- **TASKS TO CARRY OUT**
1. In the article on Assassin’s Creed III, rewrite the passage starting at "Assassin’s Creed III: A" and ending at "Courtesy Ubisoft.", substituting "Philadelphia" for "Boston".
2. Write the next part of the article on Assassin’s Creed III, picking up from its final sentence.

- **ARTICLE**
Assassin’s Creed III: A Thrilling, Hyperdetailed Exploration of the American Revolution. (There Are Also Aliens.)

The art of play.
Oct. 26 2012 11:38 AM

The American Revolution: The Game

Assassin’s Creed III is a thrilling, hyperdetailed journey to the Colonial era. There are also aliens.

AC3-screenshot-1
Boston as depicted in Assassin’s Creed III.

Courtesy Ubisoft.

When Assassin’s Creed III was in development, the game’s Canadian developers regularly quizzed Americans about their knowledge of the Revolutionary War. Who were the leading lights of the era? What did Boston look like? Just how deep would Ubisoft Montreal’s writers, artists, and cultural consultants have to dig to tell a story that felt fresh and surprising to Americans?

Not all that deep, it turns out. Alex Hutchinson, the game’s creative director, says Americans were as likely to identify Christopher Columbus and Billy the Kid as Colonial-era figures as they were to cite George Washington and Benjamin Franklin. In addition, some assumed that cities like Boston were little more than frontier campgrounds, with tiny communities huddling for warmth in tents.

(Dataset items)
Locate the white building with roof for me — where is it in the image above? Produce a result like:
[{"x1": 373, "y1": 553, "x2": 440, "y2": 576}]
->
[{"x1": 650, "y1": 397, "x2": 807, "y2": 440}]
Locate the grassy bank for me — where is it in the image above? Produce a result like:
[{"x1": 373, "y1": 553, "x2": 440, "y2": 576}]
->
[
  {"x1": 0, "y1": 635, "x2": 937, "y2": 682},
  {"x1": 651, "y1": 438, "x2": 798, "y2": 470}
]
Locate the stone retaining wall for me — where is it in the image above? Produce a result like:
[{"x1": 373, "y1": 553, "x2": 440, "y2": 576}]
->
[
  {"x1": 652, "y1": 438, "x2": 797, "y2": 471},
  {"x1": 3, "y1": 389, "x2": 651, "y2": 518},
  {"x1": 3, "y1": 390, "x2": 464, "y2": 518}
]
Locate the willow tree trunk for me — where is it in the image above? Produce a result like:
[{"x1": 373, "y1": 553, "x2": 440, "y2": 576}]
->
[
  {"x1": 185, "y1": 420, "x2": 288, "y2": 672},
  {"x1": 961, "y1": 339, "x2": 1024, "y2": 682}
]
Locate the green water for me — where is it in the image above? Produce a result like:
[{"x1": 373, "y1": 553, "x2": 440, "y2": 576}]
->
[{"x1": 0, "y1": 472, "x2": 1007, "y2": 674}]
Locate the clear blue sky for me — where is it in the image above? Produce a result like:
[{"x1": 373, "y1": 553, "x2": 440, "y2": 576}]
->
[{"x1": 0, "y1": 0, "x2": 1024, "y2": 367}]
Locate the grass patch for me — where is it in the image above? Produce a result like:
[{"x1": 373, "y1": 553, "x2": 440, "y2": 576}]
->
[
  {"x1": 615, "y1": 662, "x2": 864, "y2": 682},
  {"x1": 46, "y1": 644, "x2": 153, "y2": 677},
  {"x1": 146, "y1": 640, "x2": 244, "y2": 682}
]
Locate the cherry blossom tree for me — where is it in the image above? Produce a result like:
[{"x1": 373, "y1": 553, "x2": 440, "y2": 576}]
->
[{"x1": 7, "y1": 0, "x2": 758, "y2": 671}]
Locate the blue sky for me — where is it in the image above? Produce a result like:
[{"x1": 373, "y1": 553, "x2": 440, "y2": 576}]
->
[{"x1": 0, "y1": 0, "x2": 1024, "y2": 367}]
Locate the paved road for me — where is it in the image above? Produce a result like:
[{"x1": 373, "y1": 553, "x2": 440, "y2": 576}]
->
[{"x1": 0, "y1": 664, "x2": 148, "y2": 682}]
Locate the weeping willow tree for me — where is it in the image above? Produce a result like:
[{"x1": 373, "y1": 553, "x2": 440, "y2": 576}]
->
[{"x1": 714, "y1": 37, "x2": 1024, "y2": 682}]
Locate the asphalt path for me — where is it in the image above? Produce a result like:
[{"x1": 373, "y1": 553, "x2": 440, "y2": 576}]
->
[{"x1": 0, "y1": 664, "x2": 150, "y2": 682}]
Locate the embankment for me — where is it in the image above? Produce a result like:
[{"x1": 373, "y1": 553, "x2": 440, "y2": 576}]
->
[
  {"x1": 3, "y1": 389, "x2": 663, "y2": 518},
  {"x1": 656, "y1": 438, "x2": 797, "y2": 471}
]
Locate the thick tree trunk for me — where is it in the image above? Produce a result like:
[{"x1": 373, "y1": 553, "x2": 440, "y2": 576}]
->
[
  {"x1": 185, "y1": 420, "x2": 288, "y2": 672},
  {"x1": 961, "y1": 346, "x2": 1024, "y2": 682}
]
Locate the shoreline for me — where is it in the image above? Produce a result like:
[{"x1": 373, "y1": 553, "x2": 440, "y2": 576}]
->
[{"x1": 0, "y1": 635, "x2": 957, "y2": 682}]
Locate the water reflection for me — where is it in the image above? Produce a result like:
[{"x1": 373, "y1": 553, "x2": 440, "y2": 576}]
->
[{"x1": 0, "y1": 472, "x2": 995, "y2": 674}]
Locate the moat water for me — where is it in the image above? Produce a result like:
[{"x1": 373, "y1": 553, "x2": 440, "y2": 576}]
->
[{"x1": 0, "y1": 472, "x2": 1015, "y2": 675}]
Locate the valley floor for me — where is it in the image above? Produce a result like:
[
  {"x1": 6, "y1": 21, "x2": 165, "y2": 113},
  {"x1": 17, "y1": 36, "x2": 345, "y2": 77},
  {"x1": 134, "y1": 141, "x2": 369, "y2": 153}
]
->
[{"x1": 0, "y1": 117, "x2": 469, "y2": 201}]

- **WRITTEN RESPONSES**
1.
Assassin’s Creed III: A Thrilling, Hyperdetailed Exploration of the American Revolution. (There Are Also Aliens.)

The art of play.
Oct. 26 2012 11:38 AM

The American Revolution: The Game

Assassin’s Creed III is a thrilling, hyperdetailed journey to the Colonial era. There are also aliens.

AC3-screenshot-1
Philadelphia as depicted in Assassin’s Creed III.

Courtesy Ubisoft.

2.
You might argue that these sorts of answers reveal how ignorant Americans are about their own history, and you might be right. But they’re also a consequence of the dearth of popular depictions of this period. When Assassin’s Creed III comes out on Tuesday, millions of gamers will be exposed to the American Revolution for the first time. (Perhaps tens of millions—Assassin’s Creed II sold more than 9 million copies.) What they’ll find is the most accessible reconstruction of the Revolutionary War era that’s ever been made. That’s because of the painstaking research and astonishing sense of historical responsibility that AC3’s makers poured into the project. But the game also stands out because it’s the first of its kind: Nobody in mainstream entertainment has ever tried to capture 18th-century American at this level of detail.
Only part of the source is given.